Recorded data
────────────────

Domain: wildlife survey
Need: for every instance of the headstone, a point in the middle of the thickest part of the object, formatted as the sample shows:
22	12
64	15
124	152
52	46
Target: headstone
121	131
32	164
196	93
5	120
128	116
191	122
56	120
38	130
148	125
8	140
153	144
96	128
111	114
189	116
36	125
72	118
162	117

────────────────

_EXERCISE DIRECTIONS:_ Swap every "headstone" in the lines above for "grave marker", leaving everything else unchanged.

_EXERCISE RESPONSE:_
Domain: wildlife survey
Need: for every instance of the grave marker, a point in the middle of the thickest part of the object, formatted as the sample shows:
22	12
64	15
124	152
52	46
Target: grave marker
121	131
32	164
196	93
5	120
128	116
191	122
56	120
38	130
148	125
8	140
153	144
96	128
111	114
189	116
36	125
72	118
162	117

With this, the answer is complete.